** Start of EXERCISE DATA **

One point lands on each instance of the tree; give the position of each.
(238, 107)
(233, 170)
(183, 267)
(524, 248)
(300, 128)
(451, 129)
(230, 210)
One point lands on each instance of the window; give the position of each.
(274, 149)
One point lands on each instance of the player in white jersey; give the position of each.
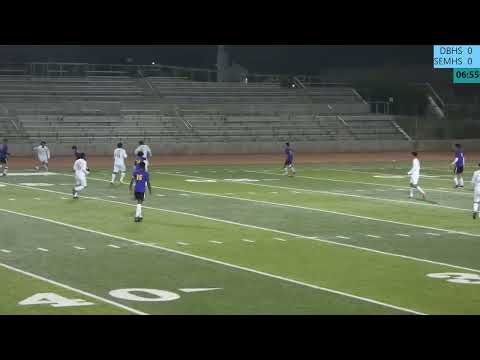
(146, 151)
(81, 170)
(415, 176)
(119, 156)
(476, 192)
(43, 154)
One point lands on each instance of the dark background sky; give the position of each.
(296, 59)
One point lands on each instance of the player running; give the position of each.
(4, 154)
(476, 192)
(415, 176)
(43, 154)
(145, 149)
(289, 160)
(81, 170)
(119, 156)
(141, 178)
(138, 160)
(459, 164)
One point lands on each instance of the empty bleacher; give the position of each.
(101, 109)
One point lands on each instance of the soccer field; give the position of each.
(217, 239)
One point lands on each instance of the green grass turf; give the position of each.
(305, 211)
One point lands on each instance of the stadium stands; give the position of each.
(98, 109)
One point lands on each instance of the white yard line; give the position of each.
(296, 191)
(56, 283)
(361, 298)
(293, 234)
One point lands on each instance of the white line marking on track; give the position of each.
(365, 299)
(44, 279)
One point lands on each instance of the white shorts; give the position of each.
(414, 179)
(81, 180)
(119, 168)
(476, 196)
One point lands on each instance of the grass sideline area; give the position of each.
(241, 239)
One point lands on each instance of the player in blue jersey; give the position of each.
(139, 159)
(4, 158)
(288, 165)
(458, 164)
(141, 179)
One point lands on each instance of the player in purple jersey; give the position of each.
(141, 178)
(288, 165)
(4, 157)
(139, 159)
(459, 164)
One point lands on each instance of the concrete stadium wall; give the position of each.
(259, 147)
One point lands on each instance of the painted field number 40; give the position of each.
(459, 278)
(53, 300)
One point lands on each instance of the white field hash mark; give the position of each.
(278, 277)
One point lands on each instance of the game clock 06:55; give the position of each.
(465, 76)
(470, 74)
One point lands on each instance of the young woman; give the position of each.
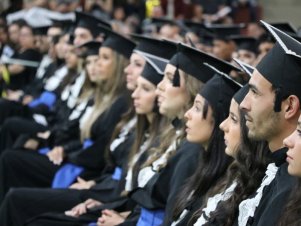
(108, 186)
(164, 172)
(110, 103)
(210, 108)
(243, 175)
(149, 124)
(291, 212)
(21, 74)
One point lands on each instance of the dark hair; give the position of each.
(247, 170)
(126, 117)
(213, 164)
(144, 130)
(291, 212)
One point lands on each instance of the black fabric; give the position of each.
(18, 81)
(30, 169)
(275, 195)
(162, 189)
(117, 42)
(155, 46)
(219, 91)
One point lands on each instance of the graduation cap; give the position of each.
(66, 25)
(190, 61)
(164, 49)
(245, 43)
(219, 90)
(245, 67)
(89, 22)
(239, 96)
(225, 31)
(154, 68)
(117, 42)
(90, 48)
(286, 27)
(281, 66)
(159, 22)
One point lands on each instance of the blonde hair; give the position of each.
(192, 85)
(106, 93)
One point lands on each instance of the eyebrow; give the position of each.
(168, 73)
(231, 113)
(252, 86)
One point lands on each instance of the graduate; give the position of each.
(210, 108)
(109, 185)
(272, 108)
(246, 49)
(243, 175)
(290, 215)
(20, 74)
(161, 176)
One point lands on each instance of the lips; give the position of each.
(248, 118)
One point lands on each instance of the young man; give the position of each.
(272, 108)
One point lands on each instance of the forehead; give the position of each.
(82, 31)
(170, 68)
(234, 107)
(136, 56)
(260, 83)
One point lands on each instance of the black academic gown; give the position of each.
(30, 169)
(16, 108)
(161, 191)
(274, 195)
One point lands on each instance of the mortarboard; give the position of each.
(159, 22)
(281, 65)
(90, 48)
(117, 42)
(40, 30)
(219, 90)
(239, 96)
(245, 43)
(154, 68)
(286, 27)
(225, 31)
(66, 25)
(248, 69)
(89, 22)
(159, 48)
(190, 61)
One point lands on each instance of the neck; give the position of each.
(276, 142)
(150, 117)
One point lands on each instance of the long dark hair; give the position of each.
(291, 212)
(213, 165)
(247, 170)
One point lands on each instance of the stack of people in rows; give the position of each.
(195, 127)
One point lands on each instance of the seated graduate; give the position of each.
(162, 174)
(111, 101)
(272, 108)
(108, 186)
(210, 108)
(24, 63)
(243, 175)
(291, 212)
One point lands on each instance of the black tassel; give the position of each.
(278, 100)
(176, 78)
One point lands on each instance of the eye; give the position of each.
(234, 119)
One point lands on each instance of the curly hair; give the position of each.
(291, 212)
(247, 170)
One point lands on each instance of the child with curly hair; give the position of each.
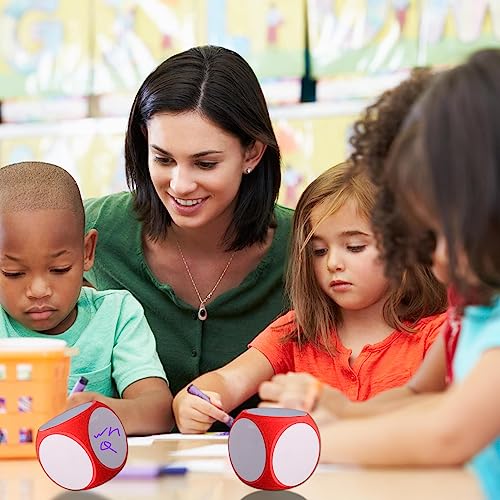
(372, 138)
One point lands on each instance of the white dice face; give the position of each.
(296, 454)
(247, 450)
(65, 462)
(107, 438)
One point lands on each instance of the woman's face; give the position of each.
(196, 168)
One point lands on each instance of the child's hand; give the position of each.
(300, 391)
(194, 415)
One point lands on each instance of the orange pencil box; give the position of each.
(33, 389)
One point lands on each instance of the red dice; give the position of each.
(82, 447)
(274, 448)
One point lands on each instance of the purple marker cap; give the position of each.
(80, 385)
(192, 389)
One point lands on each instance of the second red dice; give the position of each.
(274, 448)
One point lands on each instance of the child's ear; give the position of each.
(253, 155)
(89, 243)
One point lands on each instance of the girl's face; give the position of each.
(196, 167)
(346, 260)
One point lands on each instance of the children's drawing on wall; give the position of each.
(450, 29)
(42, 51)
(469, 18)
(292, 189)
(401, 11)
(274, 20)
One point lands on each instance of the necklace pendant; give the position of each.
(202, 313)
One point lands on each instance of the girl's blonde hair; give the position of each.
(418, 294)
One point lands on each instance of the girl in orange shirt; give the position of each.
(349, 327)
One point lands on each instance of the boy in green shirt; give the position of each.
(43, 255)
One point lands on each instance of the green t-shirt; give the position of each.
(187, 346)
(115, 344)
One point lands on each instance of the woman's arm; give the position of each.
(444, 429)
(227, 388)
(145, 407)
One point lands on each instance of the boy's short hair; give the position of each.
(36, 185)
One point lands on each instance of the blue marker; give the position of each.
(146, 471)
(79, 386)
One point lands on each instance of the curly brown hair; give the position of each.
(373, 135)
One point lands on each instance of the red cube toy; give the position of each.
(274, 448)
(83, 447)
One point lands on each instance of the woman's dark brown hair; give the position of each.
(220, 85)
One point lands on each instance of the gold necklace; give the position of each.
(202, 311)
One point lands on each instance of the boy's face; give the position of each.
(42, 259)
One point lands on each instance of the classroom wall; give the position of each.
(69, 70)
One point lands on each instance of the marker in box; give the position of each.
(145, 471)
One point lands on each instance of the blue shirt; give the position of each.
(480, 332)
(115, 344)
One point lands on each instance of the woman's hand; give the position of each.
(194, 415)
(300, 391)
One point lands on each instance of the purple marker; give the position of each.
(192, 389)
(79, 386)
(148, 471)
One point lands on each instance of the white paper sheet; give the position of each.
(211, 450)
(148, 440)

** End of EXERCISE DATA **

• **WHAT THE EXERCISE ASKS**
Each record above should be copied character for character, with pictures dropped.

• **EXERCISE ANSWER**
One point lands on each instance of the tree; give the position of each.
(238, 107)
(233, 170)
(183, 267)
(524, 248)
(300, 128)
(451, 129)
(230, 210)
One point lands on each instance of the window; give the position of each.
(274, 149)
One point lands on each instance of the player in white jersey; give the position of each.
(146, 151)
(81, 170)
(415, 176)
(119, 156)
(476, 192)
(43, 154)
One point lands on each instance of the dark background sky; give the position of each.
(296, 59)
One point lands on each instance of the player running; give the position of each.
(4, 154)
(476, 192)
(415, 176)
(43, 154)
(145, 149)
(289, 160)
(81, 170)
(119, 156)
(141, 178)
(138, 160)
(459, 164)
One point lands on each instance of the empty bleacher; give the position of each.
(101, 109)
One point lands on each instance of the soccer field; give the position of each.
(217, 239)
One point lands on each instance of the green grass turf; give the position of each.
(305, 211)
One point lands on each instance of the stadium stands; give the position of each.
(98, 109)
One point lands on each instance of the white yard line; give the position of each.
(296, 191)
(56, 283)
(361, 298)
(293, 234)
One point lands on each instance of the white line marking on track; give the position of each.
(365, 299)
(44, 279)
One point lands on each instance of the white shorts; give the position of each.
(414, 179)
(81, 180)
(119, 168)
(476, 196)
One point lands on each instance of the grass sideline area; give the position of each.
(241, 239)
One point lands on each instance of the player in blue jersey; give the position of each.
(139, 159)
(4, 158)
(288, 165)
(458, 164)
(141, 179)
One point lands on each instance of the player in purple jersey; give the position of each.
(141, 178)
(288, 165)
(4, 157)
(139, 159)
(459, 164)
One point lands on each instance of the concrete stadium wall; give the position of each.
(259, 147)
One point lands on each instance of the painted field number 40; give the position of each.
(459, 278)
(53, 300)
One point lands on each instance of the white field hash mark; give the position of each.
(278, 277)
One point lands on each instance of the game clock 06:55; give the position of each.
(465, 76)
(470, 74)
One point lands on each instance of the young woman; give the position of each.
(108, 186)
(164, 172)
(110, 103)
(210, 108)
(243, 175)
(149, 124)
(291, 212)
(21, 74)
One point lands on each instance of the dark hair; give the position of each.
(247, 170)
(126, 117)
(213, 164)
(144, 130)
(291, 212)
One point lands on each instance of the black fabric; give the position of each.
(18, 81)
(30, 169)
(275, 195)
(162, 189)
(117, 42)
(155, 46)
(219, 91)
One point lands on each instance of the graduation cap; give the position of each.
(66, 25)
(190, 61)
(164, 49)
(245, 43)
(219, 90)
(245, 67)
(89, 22)
(239, 96)
(225, 31)
(154, 68)
(117, 42)
(90, 48)
(286, 27)
(281, 66)
(159, 22)
One point lands on each instance of the blonde hair; give the position of each.
(192, 85)
(106, 93)
One point lands on each instance of the eyebrow; give the position of each.
(168, 73)
(231, 113)
(252, 86)
One point lands on each instance of the graduate; give the position of each.
(210, 108)
(109, 185)
(272, 108)
(246, 49)
(243, 175)
(290, 215)
(20, 74)
(161, 176)
One point lands on each instance of the lips; give the position of each.
(248, 118)
One point lands on each instance of the young man; give the position of each.
(272, 108)
One point lands on each instance of the forehead; give the position of each.
(82, 31)
(170, 68)
(234, 107)
(136, 56)
(260, 83)
One point lands on each instance of the black academic gown; give the position of each.
(30, 169)
(16, 108)
(161, 191)
(274, 195)
One point lands on each instance of the mortarboard; give the position of each.
(159, 22)
(281, 65)
(90, 48)
(117, 42)
(40, 30)
(219, 90)
(239, 96)
(245, 43)
(154, 68)
(286, 27)
(225, 31)
(66, 25)
(248, 69)
(89, 22)
(159, 48)
(190, 61)
One point lands on each instance of the neck; give the position of each.
(276, 142)
(150, 117)
One point lands on each instance of the long dark hair; give the position of each.
(291, 212)
(213, 165)
(247, 170)
One point lands on each instance of the stack of people in rows; give the position of each.
(195, 127)
One point lands on each instance of the seated graduate; give the position of each.
(162, 174)
(111, 101)
(272, 108)
(108, 186)
(210, 108)
(24, 63)
(243, 175)
(291, 212)
One point lands on each instance of the black tassel; give the position of each.
(278, 100)
(176, 78)
One point lands on each instance of the eye; give the position of each.
(234, 119)
One point lands on each instance of the curly hair; give the position of each.
(291, 212)
(247, 170)
One point lands on each instance of the child with curly hair; give the position of each.
(372, 138)
One point lands on each instance of the white dice face; give the position of each.
(296, 454)
(247, 450)
(65, 462)
(107, 438)
One point lands on each instance of the woman's face; give the position of each.
(196, 168)
One point lands on each instance of the child's hand; give the position of each.
(300, 391)
(194, 415)
One point lands on each instance of the orange pencil box; give the position of each.
(33, 389)
One point lands on each instance of the red dice; give the position of each.
(82, 447)
(274, 448)
One point lands on each instance of the purple marker cap; give the position of each.
(80, 385)
(192, 389)
One point lands on each instance of the second red dice; give the position of each.
(274, 448)
One point lands on each instance of the child's ear; give the position of each.
(253, 155)
(89, 243)
One point lands on each instance of the girl's face; give the position of each.
(196, 167)
(346, 260)
One point lands on each instance of the children's drawing on wall; give the position of each.
(450, 29)
(42, 51)
(469, 18)
(292, 189)
(401, 11)
(274, 20)
One point lands on each instance of the necklace pendant; give the position of each.
(202, 313)
One point lands on each instance of the girl's blonde hair; give the position of each.
(418, 294)
One point lands on each instance of the girl in orange shirt; give the position of each.
(349, 327)
One point lands on each instance of the boy in green shirt; give the position of each.
(43, 255)
One point lands on each instance of the green t-shirt; give the position of each.
(187, 346)
(115, 344)
One point lands on each instance of the woman's arm; give the position of each.
(444, 429)
(227, 388)
(145, 407)
One point lands on each instance of the boy's short hair; give the position of each.
(36, 185)
One point lands on each instance of the blue marker; give the position of each.
(146, 471)
(79, 386)
One point lands on each instance of the curly brown hair; give the position of each.
(373, 135)
One point lands on each instance of the red cube toy; give the position of each.
(274, 448)
(83, 447)
One point lands on each instance of the woman's dark brown hair; give the position of each.
(220, 85)
One point lands on each instance of the gold necklace; give the position of each.
(202, 311)
One point lands on each instance of the boy's face; give the position of each.
(42, 259)
One point lands on each instance of the classroom wall; give the position of each.
(69, 70)
One point lands on each instance of the marker in box; give the position of each.
(145, 471)
One point lands on each instance of the blue shirt; give the position of each.
(480, 332)
(115, 344)
One point lands on each instance of the woman's hand; give the position of each.
(194, 415)
(300, 391)
One point lands on each instance of the purple marker; give the position of each.
(192, 389)
(79, 386)
(148, 471)
One point lands on each instance of the white paper sheet; give the position of each.
(211, 450)
(148, 440)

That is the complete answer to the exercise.